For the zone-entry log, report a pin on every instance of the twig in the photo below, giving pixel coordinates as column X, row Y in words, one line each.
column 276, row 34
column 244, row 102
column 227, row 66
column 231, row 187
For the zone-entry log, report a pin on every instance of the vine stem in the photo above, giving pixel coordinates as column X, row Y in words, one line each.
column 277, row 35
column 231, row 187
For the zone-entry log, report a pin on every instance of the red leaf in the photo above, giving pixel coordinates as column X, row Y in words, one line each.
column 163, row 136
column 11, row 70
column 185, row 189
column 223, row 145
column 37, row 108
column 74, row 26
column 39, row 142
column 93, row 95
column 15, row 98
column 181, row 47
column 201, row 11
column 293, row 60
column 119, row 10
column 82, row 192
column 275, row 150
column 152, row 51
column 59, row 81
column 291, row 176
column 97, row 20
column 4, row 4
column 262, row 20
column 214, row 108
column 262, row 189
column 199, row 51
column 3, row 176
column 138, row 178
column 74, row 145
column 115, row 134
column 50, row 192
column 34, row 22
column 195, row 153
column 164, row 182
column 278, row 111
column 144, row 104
• • • •
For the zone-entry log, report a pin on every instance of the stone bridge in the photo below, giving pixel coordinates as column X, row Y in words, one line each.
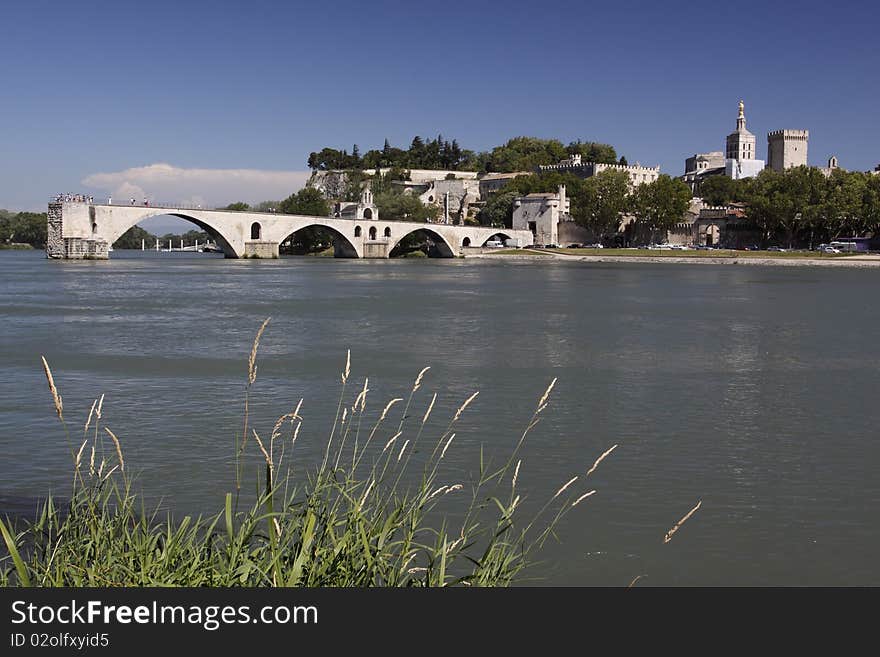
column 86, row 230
• • • •
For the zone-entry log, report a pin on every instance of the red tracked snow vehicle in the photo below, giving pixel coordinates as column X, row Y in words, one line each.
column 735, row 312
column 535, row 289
• • • •
# What you should do:
Render the data from the line with "the red tracked" up to and including the line with "column 535, row 289" as a Markdown table with the columns Index and Entry, numbering each line and leaving out blank lines.

# The completed task:
| Index | Entry |
|---|---|
| 1 | For the zone-entry log, report a pin on every instance of the red tracked snow vehicle in the photo below, giving pixel coordinates as column X, row Y in words, one line each. |
| 2 | column 735, row 312 |
| 3 | column 535, row 289 |